Clothing that boasts health sensors and devices has potential to drive remote monitoring and give doctors access to real-time patient data more so than fitness devices like watches, writes Kathryn Wills, M.D., a smart textiles research scientist at the National Physical Laboratory and Coventry, in a commentary for The Guardian.
Wearable sensors can capture data that may revolutionize remote patient care, help patients live better lives, save providers money on hospital administration and free up patient beds, Wills says.
"Sensors placed on the right part of the body can provide detailed, real-time information," she writes. "Patients can be continuously monitored away from the hospital and if there is a warning sign, for example high blood pressure or swelling, medical professionals can be alerted."
Data from sensors can be used to create personal and custom recovery and treatment plans. Such data can also be used by the pharmaceuticals industry, Wills says, to further determine if drugs are doing their expected job for patients. An example, Wills notes, is an effort by the National Physical Laboratory and Coventry University to tap conductive circuits built into garment fibers that let a network of sensors be situated on patient clothing to monitor specific heath issues.
The market for wearable technology is expected to continue to grow, with IDC research estimating 72.1 million wearable devices being shipped this year.
In addition, wearable patch technology may soon be a worthwhile investment for providers and a valuable consumer tool, according to a Tractica report. Tractica forecasts worldwide unit shipments will hit 12.3 million annually by 2020, a big jump from the 67,000 shipped in 2014. The market is expected to increase to $3.3 billion annually, states the research.

Given data –
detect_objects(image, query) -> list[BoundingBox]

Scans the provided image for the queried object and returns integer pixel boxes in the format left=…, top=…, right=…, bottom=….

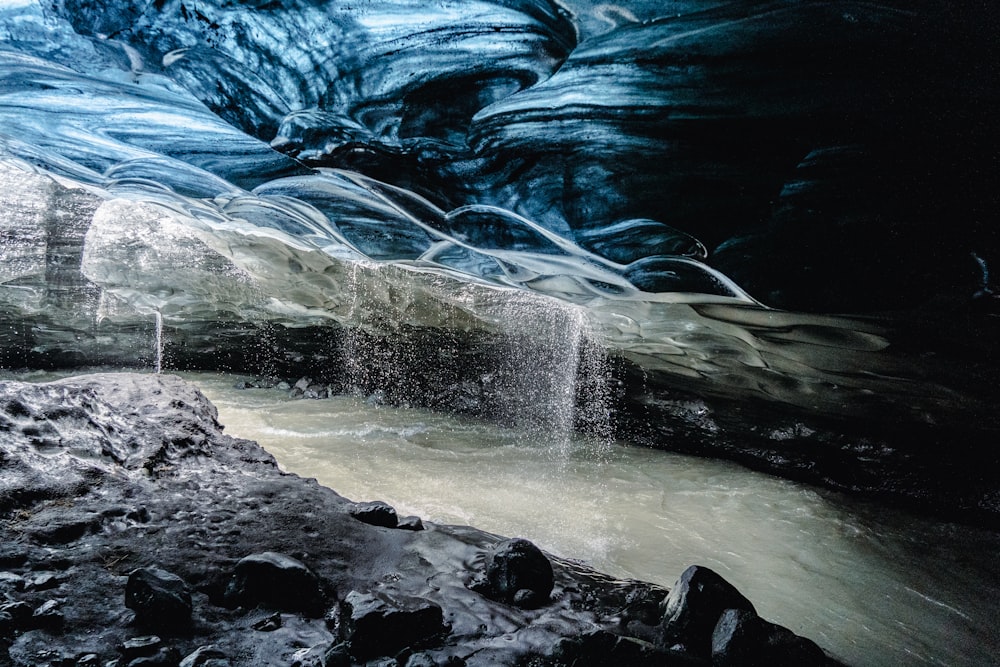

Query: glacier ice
left=0, top=0, right=997, bottom=438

Requirement 1 –
The sentence in the smart clothing article that begins "Wearable sensors can capture data" names several effects that such data may have. List each of them.
Requirement 2 –
Reproduce the stretch of the smart clothing article from "The market for" through "states the research.".

Response 1 –
- Revolutionize remote patient care
- Help patients live better lives
- Save providers money on hospital administration
- Free up patient beds

Response 2 –
The market for wearable technology is expected to continue to grow, with IDC research estimating 72.1 million wearable devices being shipped this year.
In addition, wearable patch technology may soon be a worthwhile investment for providers and a valuable consumer tool, according to a Tractica report. Tractica forecasts worldwide unit shipments will hit 12.3 million annually by 2020, a big jump from the 67,000 shipped in 2014. The market is expected to increase to $3.3 billion annually, states the research.